---------- Extract
Thursday, November 10, 2016

President Elect Trump, energy and climate

The elites can only run things with the American people’s permission. Trump is the people’s way of withdrawing their permission. - Salena Zito
I'd been waiting for the American election to be over figuring it limited other serious discussions as it sucked all the oxygen from the blogosphere. Given the outcome, I suspect it will be a low oxygen world for the rest of us for a while yet. Here I'll reference columns from sources I consider relevant on energy, economics and climate change - and then let loose with my own opinions on likely impacts of President Elect Trump for Canada, the Paris agreement, and nuclear energy.

Prospects for the Environment, and Environmentalism, Under President Trump | Andrew C. Revkin | Dot Earth (NY Times)
Is this end times for environmental progress or, more specifically, climate progress?
--------------------
| Directives |
a - Answer these from the blog post on President Elect Trump, energy and climate:
(i) On what date was the post published?
(ii) Who is the author of the column from Dot Earth (NY Times) that the post references?
(iii) Besides Canada, which two things does the writer plan to give opinions on regarding likely impacts of President Elect Trump?
b - Continue the blog post on President Elect Trump, energy and climate, starting right after its final sentence.
---------- Dataset content
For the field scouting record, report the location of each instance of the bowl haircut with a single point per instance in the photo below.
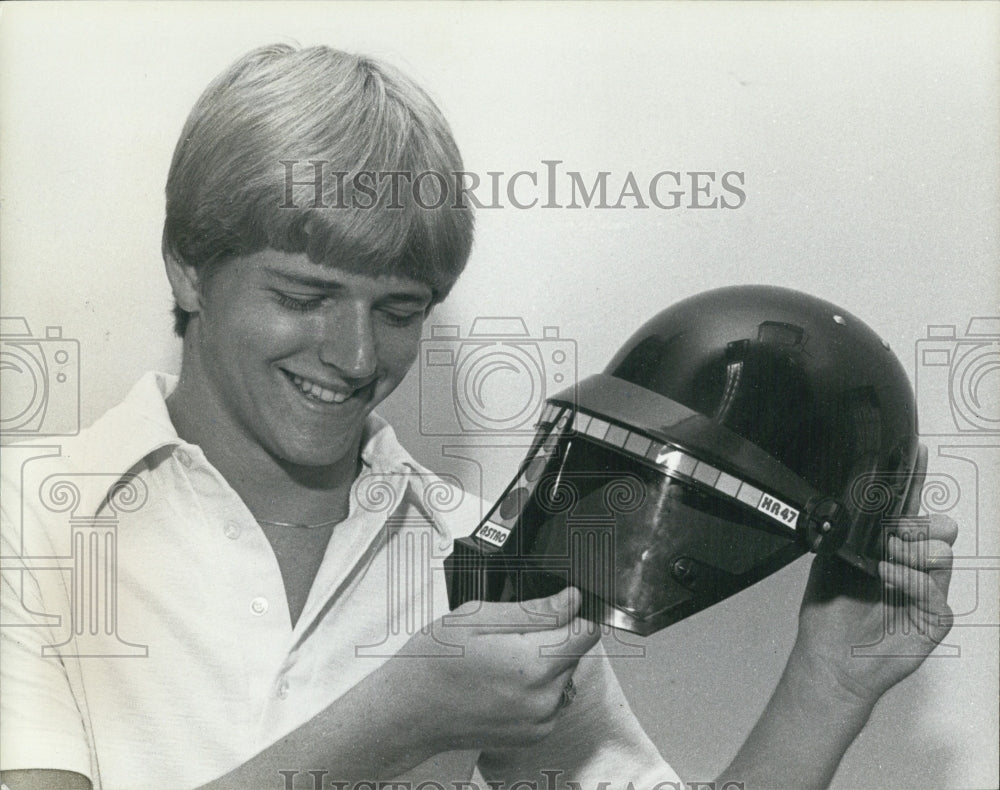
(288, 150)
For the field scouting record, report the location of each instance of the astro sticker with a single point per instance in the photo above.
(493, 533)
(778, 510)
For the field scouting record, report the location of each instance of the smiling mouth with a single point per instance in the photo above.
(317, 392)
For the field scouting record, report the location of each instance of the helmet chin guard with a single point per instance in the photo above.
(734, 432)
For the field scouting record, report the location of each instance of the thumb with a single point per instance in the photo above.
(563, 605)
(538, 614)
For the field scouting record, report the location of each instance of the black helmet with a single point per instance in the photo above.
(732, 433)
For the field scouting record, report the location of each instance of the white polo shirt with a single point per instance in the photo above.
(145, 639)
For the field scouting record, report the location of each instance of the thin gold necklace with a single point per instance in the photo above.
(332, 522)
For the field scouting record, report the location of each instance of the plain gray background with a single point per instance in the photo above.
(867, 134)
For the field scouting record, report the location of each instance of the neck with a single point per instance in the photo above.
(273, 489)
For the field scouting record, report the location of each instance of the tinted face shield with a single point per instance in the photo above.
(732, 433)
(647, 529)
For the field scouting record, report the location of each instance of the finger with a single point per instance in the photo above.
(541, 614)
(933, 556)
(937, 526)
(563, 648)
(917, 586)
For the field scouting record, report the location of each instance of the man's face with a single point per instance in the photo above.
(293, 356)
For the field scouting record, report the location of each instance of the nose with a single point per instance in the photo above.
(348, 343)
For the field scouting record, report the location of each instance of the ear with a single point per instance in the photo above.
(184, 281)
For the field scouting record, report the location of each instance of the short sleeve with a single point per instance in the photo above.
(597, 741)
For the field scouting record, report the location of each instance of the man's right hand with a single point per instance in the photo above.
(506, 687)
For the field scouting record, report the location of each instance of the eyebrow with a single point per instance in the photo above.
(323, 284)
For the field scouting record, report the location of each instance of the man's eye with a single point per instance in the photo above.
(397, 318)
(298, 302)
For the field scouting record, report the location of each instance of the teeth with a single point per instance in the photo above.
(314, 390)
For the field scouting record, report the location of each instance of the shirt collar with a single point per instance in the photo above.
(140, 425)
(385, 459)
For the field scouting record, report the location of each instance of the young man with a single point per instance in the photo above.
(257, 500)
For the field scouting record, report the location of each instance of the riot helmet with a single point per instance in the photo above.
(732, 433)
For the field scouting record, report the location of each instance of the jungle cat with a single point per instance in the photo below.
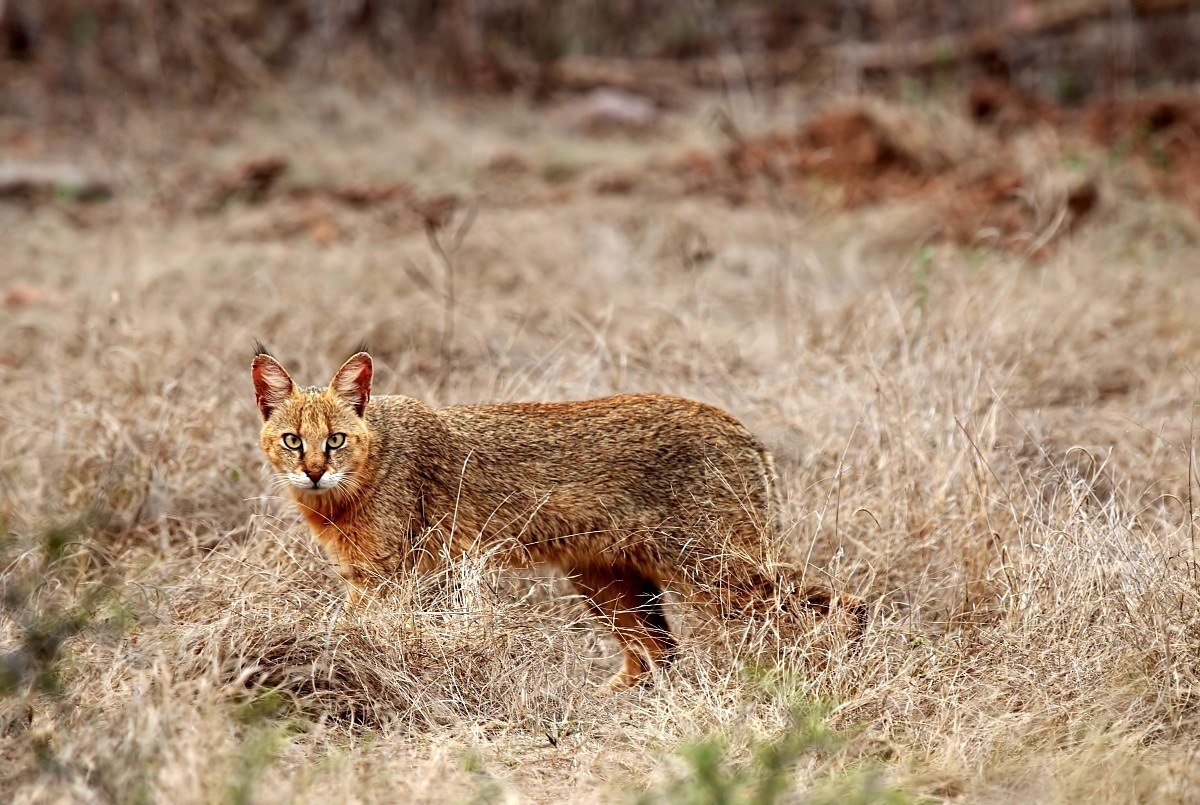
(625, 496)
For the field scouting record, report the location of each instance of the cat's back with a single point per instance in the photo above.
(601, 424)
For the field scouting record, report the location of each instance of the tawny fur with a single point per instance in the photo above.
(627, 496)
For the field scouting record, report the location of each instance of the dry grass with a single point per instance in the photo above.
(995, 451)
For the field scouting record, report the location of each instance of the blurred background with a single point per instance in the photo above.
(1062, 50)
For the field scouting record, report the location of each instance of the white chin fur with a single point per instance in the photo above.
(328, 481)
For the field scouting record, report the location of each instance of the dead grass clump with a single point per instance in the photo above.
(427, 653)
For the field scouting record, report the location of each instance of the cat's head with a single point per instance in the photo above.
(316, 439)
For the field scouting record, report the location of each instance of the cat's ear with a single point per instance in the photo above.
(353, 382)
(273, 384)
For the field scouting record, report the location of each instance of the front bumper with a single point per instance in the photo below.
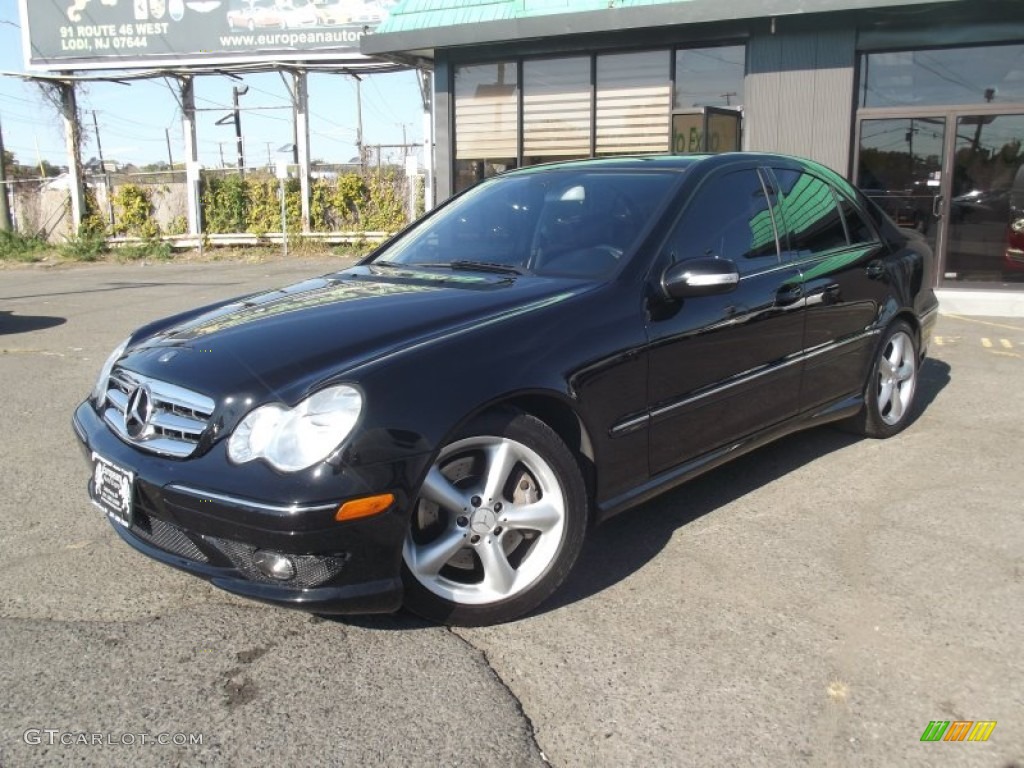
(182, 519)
--------------------
---------- Dataset content
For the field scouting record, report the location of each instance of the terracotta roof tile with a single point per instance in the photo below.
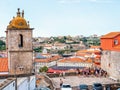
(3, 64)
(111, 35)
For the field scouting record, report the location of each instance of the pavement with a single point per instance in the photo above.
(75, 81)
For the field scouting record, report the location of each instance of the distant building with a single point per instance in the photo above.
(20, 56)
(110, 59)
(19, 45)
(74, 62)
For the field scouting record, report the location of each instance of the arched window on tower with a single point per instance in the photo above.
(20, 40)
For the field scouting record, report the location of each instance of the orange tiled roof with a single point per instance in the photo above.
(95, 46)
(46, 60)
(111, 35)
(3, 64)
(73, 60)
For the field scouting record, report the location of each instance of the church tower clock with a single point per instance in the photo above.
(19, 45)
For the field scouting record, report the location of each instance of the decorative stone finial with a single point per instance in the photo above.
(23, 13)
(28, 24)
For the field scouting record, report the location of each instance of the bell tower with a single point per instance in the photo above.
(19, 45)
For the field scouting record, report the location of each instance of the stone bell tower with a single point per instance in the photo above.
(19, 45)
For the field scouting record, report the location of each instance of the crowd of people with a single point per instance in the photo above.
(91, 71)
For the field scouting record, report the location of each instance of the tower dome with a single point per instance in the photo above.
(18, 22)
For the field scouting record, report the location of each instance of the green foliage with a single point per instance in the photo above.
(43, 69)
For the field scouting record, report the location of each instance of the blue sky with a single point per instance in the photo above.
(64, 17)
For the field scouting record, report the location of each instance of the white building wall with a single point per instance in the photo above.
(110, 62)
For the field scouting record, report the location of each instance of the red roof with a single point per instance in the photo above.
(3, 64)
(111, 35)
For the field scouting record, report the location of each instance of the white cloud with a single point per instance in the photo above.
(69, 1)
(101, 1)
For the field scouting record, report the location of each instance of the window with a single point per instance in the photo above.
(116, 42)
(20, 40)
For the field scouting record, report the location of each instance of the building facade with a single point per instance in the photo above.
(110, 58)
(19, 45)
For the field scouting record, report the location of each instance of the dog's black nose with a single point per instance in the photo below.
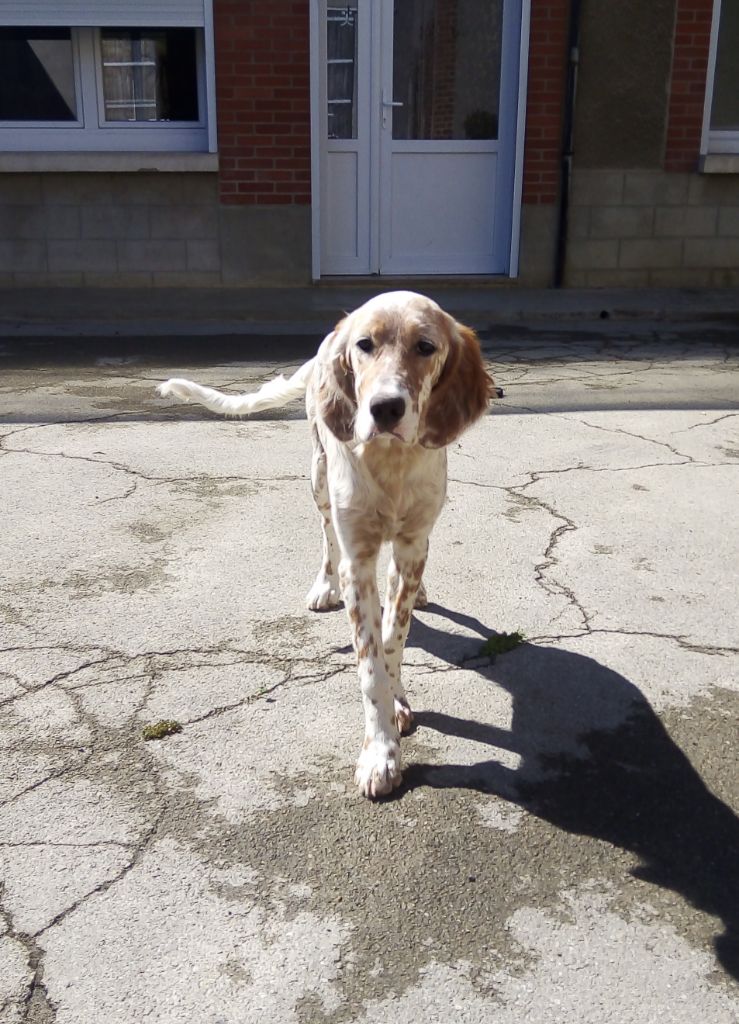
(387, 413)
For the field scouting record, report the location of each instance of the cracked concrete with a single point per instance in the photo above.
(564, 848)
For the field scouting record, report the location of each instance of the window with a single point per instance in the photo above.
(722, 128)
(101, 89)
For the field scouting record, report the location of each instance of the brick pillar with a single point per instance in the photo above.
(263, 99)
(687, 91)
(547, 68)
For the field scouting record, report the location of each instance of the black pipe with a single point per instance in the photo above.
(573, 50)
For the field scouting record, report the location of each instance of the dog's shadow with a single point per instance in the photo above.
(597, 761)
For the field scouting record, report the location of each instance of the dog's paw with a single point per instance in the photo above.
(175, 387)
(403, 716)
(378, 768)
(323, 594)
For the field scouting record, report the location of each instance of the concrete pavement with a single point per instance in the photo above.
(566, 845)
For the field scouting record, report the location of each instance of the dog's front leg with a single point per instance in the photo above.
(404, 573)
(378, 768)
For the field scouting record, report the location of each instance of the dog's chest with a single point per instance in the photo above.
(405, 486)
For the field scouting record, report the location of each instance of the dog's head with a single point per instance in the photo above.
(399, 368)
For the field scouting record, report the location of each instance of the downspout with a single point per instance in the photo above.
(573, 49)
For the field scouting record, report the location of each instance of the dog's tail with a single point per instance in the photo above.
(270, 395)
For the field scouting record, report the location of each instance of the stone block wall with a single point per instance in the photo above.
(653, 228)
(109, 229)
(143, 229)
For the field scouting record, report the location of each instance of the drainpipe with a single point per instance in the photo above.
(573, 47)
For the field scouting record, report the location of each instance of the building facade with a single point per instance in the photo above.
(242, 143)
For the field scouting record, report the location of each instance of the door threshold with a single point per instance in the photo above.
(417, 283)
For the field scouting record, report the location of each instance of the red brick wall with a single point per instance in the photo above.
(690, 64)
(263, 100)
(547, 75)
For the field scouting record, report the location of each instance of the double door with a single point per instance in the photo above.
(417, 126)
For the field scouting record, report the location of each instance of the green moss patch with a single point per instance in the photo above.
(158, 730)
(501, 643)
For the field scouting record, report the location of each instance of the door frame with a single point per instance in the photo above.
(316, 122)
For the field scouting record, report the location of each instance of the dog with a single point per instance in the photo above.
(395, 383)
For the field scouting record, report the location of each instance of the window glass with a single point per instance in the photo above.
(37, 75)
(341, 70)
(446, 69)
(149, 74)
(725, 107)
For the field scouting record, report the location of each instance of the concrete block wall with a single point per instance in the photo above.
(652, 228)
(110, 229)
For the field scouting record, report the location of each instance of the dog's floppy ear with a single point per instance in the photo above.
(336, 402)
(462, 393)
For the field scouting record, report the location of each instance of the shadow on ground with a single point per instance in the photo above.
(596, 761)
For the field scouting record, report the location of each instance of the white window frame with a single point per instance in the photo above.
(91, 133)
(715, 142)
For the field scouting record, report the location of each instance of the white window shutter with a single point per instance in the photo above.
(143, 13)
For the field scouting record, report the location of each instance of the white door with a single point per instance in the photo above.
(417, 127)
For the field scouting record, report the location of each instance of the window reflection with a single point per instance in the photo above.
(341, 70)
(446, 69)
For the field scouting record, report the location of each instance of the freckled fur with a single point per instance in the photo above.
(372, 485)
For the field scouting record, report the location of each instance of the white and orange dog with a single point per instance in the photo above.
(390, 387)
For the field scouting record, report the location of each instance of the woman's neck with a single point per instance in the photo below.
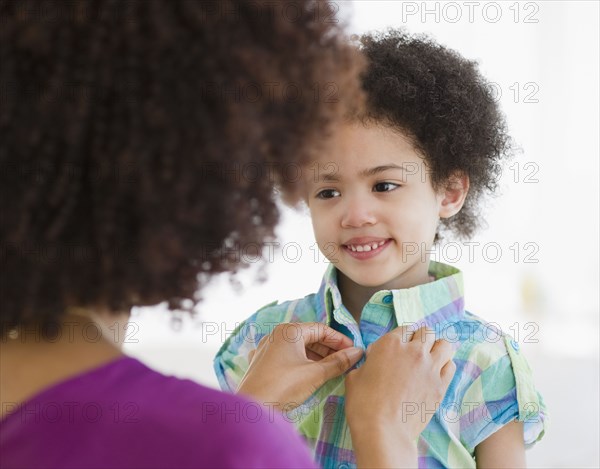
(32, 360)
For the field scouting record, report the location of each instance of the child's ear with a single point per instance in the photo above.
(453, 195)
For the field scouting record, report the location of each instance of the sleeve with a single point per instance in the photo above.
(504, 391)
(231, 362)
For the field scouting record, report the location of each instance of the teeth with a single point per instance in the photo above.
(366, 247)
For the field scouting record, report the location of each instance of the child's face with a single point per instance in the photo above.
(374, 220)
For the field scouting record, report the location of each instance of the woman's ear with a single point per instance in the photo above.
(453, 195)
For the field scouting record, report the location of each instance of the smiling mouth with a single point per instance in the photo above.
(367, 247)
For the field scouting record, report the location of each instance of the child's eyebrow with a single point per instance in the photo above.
--------------------
| Task results |
a -
(i) Thursday, November 10, 2016
(ii) Andrew C. Revkin
(iii) The Paris agreement and nuclear energy

b -
The bad news about climate change is, in a way, the good news:
The main forces determining emission levels of heat-trapping carbon dioxide will be just as much out of President Trump’s hands as they were out of President Obama’s. The decline in the United States has mainly been due to market forces shifting electricity generation from coal to abundant and cheaper natural gas, along with environmental regulations built around the traditional basket of pollutants that even conservatives agreed were worth restricting. (Efficiency and gas-mileage standards and other factors have helped, too, of course.)
There’s no way around it: Donald Trump is going to be a disaster for the planet | Brad Plumer, Vox
Okay, now for the deep breath.
Even under Trump, there will still be reason for hope. Political change unfolds in unexpected ways, and not everything on Earth revolves around the machinations of the US federal government. So here are a few reasons to think the fight against climate change is not yet lost:
  • States like California and New York are still pursuing their own ambitious climate policies...
  • Climate activists will continue to push for action at local levels — much as they did during the George W. Bush years, when ...
  • Other countries still have their own reasons for tackling climate change...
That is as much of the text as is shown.